Directions: According to the post on genetic algorithms below, why did David ask on the pyevolve mailing list whether a starting population could be chosen? Answer in one to three sentences.

Segment Start: Given passage

GAs with a starting point?

by Amit


Local search methods in Optimization problems typically start with an initial solution. It then iteratively explores around in its neighborhood and moves to a better solution, if found. This better solution found now becomes the starting point of the next iteration.  When a better solution is not found, the iteration stops and usually we have the solution we are looking for.

Couple of things need some explanation, although brief:

  • Definition of the neighboring solution: This is a problem dependent definition. If the problem is to find a optimal solution to the TSP problem, a neighboring solution would be a neighboring node. If the problem is to find a local minima of a function having a continuous search space, then a slight pertrubation in each components of the solution can be a new neighboring solution (as done in Hooke-Jeeve’s pattern search)
  • The next better solution may  be done deterministically by examining all the solutions in a neighborhood such as in Hooke-Jeeve’s pattern search and Hill Climbing or stochastically as in Simulated annealing

Genetic Algorithms on the other hand do not have such a definite and specified starting point, but a random starting population of individuals where we may have some potentially optimal solutions which will finally give us our desired solution after the GA iterations are over.

Recently, David on the pyevolve mailing list posted a query asking if there was a way if pyevolve allowed to choose a starting population, (not individual), since he had a fair idea of the solutions he was looking for but wanted to optimize it further, if possible. Pyevolve, doesn’t yet have a API for such a use case. I blatantly, foolishly replied with my thought that it’s not possible in population based method. Not possible? WTF WTF. I mixed up what Pyevolve doesn’t allow and we actually cannot.

Segment End: Given passage
Segment Start: Extracted material

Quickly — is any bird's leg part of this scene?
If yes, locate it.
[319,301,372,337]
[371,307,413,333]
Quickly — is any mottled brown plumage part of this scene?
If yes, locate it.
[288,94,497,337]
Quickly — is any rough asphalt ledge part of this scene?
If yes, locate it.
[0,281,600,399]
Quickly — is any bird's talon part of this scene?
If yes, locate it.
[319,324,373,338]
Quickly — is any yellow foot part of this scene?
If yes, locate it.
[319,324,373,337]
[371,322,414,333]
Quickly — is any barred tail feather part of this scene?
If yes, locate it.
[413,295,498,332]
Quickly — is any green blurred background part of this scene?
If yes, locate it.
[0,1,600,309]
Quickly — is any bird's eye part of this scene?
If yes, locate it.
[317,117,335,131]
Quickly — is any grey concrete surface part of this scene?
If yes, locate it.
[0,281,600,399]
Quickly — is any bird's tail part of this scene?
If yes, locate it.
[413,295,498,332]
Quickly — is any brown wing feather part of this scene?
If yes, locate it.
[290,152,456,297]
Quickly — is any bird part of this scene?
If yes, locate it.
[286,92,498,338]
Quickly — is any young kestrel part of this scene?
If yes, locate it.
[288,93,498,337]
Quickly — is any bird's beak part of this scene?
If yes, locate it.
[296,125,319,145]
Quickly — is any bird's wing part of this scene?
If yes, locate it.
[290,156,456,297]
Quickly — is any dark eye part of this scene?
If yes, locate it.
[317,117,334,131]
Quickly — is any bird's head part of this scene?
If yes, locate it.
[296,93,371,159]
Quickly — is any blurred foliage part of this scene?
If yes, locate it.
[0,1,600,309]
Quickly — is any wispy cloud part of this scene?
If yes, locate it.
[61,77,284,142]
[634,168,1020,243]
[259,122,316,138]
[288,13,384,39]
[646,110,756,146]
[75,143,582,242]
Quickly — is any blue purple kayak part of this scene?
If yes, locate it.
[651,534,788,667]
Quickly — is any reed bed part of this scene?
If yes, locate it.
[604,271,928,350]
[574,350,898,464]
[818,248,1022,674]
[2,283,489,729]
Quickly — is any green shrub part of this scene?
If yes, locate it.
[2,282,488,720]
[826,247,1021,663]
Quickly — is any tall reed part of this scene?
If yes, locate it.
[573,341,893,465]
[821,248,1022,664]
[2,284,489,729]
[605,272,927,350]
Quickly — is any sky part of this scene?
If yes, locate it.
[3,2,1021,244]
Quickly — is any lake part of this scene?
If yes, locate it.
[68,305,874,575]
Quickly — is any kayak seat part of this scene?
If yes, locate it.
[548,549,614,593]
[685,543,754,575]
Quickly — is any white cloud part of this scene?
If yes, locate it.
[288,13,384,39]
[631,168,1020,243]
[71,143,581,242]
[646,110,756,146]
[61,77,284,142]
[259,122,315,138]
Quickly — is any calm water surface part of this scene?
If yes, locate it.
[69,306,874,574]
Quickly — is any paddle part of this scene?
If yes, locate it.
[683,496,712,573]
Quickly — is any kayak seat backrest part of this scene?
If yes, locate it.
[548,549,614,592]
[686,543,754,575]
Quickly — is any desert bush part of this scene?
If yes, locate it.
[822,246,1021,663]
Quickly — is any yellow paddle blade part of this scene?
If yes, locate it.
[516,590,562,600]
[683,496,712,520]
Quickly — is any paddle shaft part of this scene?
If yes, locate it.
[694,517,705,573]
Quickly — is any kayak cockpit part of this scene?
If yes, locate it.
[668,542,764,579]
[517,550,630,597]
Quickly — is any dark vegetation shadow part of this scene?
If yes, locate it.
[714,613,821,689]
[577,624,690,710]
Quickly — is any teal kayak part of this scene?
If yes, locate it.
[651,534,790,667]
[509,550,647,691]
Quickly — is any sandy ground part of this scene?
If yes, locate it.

Segment End: Extracted material

Exercise output: David already had a fair idea of the solutions being sought. The aim was to start from those and optimize them further, if possible.